• Problem description
Restate each record exactly as it was written.

[Dataset entries]

________________________________________

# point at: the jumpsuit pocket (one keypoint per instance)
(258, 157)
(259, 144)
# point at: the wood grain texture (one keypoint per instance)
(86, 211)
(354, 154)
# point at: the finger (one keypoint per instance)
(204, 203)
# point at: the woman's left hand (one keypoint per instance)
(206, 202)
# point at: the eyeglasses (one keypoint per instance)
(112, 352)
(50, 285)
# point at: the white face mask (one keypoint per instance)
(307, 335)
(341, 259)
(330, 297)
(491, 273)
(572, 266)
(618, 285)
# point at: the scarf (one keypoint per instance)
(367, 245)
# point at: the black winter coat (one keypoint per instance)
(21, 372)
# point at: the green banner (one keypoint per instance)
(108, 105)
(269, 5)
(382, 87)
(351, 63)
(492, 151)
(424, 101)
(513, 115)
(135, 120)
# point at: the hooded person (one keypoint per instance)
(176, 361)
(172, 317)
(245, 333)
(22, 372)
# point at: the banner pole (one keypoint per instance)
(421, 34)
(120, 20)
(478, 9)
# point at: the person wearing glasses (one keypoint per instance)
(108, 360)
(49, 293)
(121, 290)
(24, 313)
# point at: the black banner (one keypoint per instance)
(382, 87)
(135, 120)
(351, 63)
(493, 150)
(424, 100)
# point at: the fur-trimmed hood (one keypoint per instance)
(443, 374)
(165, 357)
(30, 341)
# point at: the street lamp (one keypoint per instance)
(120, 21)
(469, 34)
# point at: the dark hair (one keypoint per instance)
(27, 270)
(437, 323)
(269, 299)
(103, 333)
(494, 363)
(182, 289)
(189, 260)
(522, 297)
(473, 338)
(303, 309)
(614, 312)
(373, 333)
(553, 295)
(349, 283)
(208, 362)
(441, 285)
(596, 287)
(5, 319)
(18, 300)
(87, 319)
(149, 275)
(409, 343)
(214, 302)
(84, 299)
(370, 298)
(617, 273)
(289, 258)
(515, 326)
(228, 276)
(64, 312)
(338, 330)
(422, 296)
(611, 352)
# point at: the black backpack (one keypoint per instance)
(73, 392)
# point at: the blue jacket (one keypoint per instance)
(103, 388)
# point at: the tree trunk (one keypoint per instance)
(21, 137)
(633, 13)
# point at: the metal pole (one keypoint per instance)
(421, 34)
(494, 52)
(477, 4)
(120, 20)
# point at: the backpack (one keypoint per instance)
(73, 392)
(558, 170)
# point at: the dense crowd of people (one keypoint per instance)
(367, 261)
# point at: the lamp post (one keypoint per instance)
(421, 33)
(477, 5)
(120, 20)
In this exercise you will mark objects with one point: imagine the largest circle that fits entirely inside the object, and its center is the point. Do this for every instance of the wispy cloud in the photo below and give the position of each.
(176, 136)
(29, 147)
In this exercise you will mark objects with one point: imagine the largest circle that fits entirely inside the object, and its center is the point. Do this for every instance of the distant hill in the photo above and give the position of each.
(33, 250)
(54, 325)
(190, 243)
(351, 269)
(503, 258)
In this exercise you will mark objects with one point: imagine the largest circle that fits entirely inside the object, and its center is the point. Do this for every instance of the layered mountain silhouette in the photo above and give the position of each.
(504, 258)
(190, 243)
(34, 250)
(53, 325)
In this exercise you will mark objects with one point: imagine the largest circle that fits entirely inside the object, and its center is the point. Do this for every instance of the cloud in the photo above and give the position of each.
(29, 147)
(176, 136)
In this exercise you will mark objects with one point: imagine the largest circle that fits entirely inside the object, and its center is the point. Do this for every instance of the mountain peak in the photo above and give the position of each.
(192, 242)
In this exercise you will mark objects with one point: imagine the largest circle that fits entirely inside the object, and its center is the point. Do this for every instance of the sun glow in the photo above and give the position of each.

________________________________________

• Problem solution
# point at: the jumpsuit pocket (one keypoint per instance)
(258, 157)
(259, 144)
# point at: the wood grain texture (one keypoint per instance)
(86, 211)
(354, 154)
# point at: the finger (one keypoint per instance)
(204, 203)
# point at: the woman's left hand (one keypoint per instance)
(206, 202)
# point at: the eyeglasses (one keypoint per instance)
(112, 352)
(50, 285)
# point at: the white face mask (one keypoint per instance)
(307, 335)
(341, 259)
(330, 297)
(491, 273)
(572, 266)
(618, 285)
# point at: the scarf (one keypoint per instance)
(367, 245)
# point at: the black winter coat (one keypoint per instance)
(21, 372)
# point at: the green banner (one keypoint per instance)
(108, 105)
(269, 5)
(382, 87)
(351, 63)
(492, 151)
(424, 101)
(513, 115)
(135, 120)
# point at: the hooded person (one keypoint per instance)
(176, 361)
(172, 317)
(245, 333)
(22, 372)
# point at: the banner pole (one keypoint per instance)
(421, 34)
(120, 20)
(478, 9)
# point at: the person wearing glasses (one keypoint per instance)
(108, 360)
(49, 293)
(121, 290)
(24, 313)
# point at: the black banner (one keypoint per instance)
(382, 87)
(135, 120)
(351, 63)
(493, 150)
(424, 100)
# point at: the fur-trimmed hood (one keypoint per instance)
(443, 374)
(165, 357)
(30, 341)
# point at: the street lamp (one keypoint per instance)
(120, 21)
(469, 34)
# point at: the dark hair (one keypoint per instance)
(27, 270)
(437, 323)
(269, 299)
(103, 333)
(494, 363)
(182, 289)
(189, 260)
(522, 297)
(473, 338)
(303, 309)
(614, 312)
(373, 333)
(553, 295)
(349, 283)
(208, 362)
(441, 285)
(596, 287)
(5, 319)
(18, 300)
(87, 319)
(149, 275)
(409, 343)
(214, 302)
(84, 299)
(370, 298)
(617, 273)
(289, 258)
(515, 326)
(228, 276)
(64, 312)
(338, 330)
(422, 296)
(611, 352)
# point at: the black backpack (one keypoint per instance)
(73, 392)
# point at: the blue jacket (one keypoint per instance)
(103, 388)
# point at: the tree trunk (one keypoint per instance)
(21, 137)
(633, 13)
# point at: the metal pole (one keypoint per instance)
(421, 34)
(494, 52)
(477, 4)
(120, 20)
# point at: the backpack (one keypoint per instance)
(73, 392)
(558, 170)
# point at: the dense crowd of people (one keypoint per instance)
(367, 261)
# point at: the lamp post (one keypoint per instance)
(421, 33)
(477, 5)
(120, 20)
In this exercise you will mark objects with one point: imagine the largest circle that fits entirely inside the object, and its center is the point. Do this for every instance of the wispy cloud in the photo below and give the position of each.
(176, 136)
(29, 147)
In this exercise you will mark objects with one point: imagine the largest circle that fits entirely inside the object, and its center is the point. Do this for every instance of the distant hill in the photo above and give the position of each.
(33, 250)
(54, 325)
(190, 243)
(351, 269)
(503, 258)
In this exercise you will mark objects with one point: imagine the largest circle that fits entirely inside the object, and its center is the point. Do this for every instance of the layered mountain silhouette in the photo above and give the position of each.
(504, 258)
(190, 243)
(34, 250)
(53, 325)
In this exercise you will mark objects with one point: imagine the largest circle that fits entirely inside the object, and its center is the point. Do this for every instance of the cloud in the photo above and give the position of each.
(29, 147)
(176, 136)
In this exercise you will mark objects with one point: imagine the largest circle that fits entirely inside the object, and its center is the point. Do this for every instance of the mountain peak in the photo above and give the position of each.
(192, 242)
In this exercise you will mark objects with one point: imagine the largest circle that fits entirely inside the object, and its center is the point. Do this for every instance of the sun glow in the photo above and give the position of each.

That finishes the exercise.